» Exercise details
Exactly and only the lines from the one containing "Practice step: point at the standing" through the close of the entries below are to be set down.

** begin Data entries **

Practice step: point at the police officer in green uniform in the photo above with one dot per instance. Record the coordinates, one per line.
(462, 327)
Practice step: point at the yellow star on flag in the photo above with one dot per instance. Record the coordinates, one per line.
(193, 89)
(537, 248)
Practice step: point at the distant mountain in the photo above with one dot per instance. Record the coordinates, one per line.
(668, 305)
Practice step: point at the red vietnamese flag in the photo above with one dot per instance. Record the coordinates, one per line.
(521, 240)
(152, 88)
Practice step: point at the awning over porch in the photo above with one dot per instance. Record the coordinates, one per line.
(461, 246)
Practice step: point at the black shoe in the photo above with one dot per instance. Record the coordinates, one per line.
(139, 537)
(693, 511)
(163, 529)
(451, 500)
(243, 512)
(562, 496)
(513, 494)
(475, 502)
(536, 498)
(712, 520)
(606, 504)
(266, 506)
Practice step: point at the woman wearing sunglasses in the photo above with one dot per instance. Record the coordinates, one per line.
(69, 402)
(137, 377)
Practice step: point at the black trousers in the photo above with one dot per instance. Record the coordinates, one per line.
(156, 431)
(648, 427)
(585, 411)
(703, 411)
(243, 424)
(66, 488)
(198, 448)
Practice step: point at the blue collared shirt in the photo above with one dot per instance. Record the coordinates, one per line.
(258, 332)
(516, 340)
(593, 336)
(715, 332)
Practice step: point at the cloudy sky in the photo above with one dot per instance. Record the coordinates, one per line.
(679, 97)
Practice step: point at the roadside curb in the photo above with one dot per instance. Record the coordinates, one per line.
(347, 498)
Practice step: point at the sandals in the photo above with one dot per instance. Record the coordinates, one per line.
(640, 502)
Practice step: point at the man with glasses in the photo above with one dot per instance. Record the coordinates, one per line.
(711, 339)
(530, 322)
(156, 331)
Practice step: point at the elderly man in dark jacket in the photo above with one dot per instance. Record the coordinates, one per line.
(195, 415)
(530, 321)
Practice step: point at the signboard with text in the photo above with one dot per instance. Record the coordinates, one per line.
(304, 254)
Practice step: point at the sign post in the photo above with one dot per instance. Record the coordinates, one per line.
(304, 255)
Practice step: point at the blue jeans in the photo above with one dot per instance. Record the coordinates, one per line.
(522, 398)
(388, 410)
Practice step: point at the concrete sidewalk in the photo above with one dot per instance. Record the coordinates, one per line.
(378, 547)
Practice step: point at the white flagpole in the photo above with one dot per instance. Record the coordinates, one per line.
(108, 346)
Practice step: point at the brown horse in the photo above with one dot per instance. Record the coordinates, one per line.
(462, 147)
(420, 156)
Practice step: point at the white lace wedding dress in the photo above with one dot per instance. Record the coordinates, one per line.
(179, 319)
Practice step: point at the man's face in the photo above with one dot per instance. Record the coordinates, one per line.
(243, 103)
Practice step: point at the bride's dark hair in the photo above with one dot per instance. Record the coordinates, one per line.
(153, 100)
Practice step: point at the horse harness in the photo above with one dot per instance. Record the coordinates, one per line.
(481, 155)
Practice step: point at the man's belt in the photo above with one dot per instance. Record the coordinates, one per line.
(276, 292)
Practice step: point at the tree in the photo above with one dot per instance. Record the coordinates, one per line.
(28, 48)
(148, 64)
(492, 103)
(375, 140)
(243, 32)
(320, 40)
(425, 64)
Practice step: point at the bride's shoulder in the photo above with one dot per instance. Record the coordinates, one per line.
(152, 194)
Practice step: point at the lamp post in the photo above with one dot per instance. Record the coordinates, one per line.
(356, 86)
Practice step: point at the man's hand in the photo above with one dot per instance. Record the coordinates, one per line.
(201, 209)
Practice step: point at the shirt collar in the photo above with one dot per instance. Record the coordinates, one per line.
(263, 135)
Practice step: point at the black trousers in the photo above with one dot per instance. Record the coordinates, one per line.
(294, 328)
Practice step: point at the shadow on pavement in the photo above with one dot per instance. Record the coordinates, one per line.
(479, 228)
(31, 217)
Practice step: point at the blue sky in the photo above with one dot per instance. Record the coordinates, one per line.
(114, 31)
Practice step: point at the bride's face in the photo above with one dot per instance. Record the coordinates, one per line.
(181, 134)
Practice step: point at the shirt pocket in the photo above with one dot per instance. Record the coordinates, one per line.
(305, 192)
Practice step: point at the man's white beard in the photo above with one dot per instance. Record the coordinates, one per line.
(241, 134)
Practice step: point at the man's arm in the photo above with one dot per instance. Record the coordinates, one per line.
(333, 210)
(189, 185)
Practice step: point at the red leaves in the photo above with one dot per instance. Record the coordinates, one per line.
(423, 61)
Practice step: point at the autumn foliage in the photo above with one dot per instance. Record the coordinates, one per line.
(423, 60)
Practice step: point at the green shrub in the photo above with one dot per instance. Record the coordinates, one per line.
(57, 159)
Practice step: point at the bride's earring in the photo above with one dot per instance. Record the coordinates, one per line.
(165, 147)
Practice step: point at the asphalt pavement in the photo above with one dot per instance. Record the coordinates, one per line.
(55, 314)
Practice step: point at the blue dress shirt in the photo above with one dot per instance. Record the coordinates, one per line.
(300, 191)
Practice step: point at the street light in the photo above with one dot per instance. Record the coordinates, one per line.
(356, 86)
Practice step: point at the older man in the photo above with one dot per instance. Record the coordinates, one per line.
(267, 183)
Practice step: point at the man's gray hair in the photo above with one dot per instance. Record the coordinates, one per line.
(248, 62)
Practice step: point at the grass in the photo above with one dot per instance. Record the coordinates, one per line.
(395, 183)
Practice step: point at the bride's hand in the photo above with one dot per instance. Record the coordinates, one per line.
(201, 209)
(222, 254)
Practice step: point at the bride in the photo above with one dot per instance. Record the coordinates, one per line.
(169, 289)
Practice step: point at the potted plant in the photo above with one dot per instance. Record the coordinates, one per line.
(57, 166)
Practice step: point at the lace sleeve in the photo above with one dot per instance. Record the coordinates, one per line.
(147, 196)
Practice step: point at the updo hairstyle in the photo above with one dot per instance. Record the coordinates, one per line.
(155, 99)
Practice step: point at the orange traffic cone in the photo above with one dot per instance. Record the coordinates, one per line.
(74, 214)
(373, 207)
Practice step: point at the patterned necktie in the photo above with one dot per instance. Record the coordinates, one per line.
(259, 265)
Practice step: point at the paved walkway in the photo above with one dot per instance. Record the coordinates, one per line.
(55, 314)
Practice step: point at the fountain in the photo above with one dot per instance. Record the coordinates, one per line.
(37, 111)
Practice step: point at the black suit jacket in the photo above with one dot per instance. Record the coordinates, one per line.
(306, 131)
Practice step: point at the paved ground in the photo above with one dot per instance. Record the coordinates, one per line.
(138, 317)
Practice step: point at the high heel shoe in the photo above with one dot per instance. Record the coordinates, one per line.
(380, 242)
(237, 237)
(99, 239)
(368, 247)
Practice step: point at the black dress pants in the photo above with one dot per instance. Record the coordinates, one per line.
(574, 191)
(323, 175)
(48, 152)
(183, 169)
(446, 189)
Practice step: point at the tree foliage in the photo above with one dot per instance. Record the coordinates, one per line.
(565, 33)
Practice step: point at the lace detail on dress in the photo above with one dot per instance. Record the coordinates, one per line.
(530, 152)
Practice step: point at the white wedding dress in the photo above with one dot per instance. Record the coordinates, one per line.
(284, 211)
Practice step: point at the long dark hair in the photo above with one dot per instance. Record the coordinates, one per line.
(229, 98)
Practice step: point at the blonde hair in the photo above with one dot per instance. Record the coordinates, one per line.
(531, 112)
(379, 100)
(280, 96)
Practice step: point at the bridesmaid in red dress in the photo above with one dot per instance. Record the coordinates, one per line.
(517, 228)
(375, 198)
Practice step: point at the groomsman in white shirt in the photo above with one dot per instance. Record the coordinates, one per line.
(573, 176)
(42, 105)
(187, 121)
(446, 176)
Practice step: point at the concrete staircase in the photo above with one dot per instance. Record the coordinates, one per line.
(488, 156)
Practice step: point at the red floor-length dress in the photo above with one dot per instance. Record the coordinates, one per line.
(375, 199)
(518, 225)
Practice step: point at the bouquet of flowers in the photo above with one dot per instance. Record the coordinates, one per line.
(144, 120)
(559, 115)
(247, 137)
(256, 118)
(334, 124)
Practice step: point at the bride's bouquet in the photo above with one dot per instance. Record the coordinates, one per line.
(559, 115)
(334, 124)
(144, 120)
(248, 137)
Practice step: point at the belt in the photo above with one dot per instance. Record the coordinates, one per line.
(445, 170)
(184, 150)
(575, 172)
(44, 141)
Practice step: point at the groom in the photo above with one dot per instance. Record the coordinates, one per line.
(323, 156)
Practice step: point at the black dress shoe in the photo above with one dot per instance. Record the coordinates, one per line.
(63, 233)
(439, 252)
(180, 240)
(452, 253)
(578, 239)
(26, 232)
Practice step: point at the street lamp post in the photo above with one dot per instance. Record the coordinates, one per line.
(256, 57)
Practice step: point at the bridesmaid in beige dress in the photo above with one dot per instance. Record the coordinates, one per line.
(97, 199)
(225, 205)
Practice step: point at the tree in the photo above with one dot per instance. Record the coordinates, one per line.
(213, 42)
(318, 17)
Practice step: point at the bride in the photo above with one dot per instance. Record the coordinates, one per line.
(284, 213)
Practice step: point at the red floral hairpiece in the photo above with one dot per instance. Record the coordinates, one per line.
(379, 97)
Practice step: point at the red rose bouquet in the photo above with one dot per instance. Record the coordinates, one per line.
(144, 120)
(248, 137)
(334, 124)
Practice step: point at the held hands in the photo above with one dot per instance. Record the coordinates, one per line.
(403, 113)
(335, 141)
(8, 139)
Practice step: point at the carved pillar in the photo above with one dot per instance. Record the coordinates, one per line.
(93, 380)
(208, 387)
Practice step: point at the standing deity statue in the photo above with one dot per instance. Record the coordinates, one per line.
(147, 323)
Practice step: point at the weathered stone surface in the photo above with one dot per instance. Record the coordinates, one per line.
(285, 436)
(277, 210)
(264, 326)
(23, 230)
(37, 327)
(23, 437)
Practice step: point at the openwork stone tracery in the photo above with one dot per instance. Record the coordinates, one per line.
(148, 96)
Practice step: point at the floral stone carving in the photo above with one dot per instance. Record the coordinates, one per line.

** end Data entries **

» Answer to this problem
Practice step: point at the standing deity statue in the photo above with one dot per instance. Record the coordinates, one per line.
(147, 323)
Practice step: point at the weathered stone surface in the photo above with one dot per instance. Record the coordinates, one per line.
(285, 436)
(277, 210)
(264, 326)
(23, 230)
(37, 327)
(23, 437)
Practice step: point at the openwork stone tracery in the photo above with one dot per instance. Record the coordinates, one per line.
(148, 96)
Practice step: point at the floral stone carving in the photo above with one dot per instance. Record the coordinates, one per line.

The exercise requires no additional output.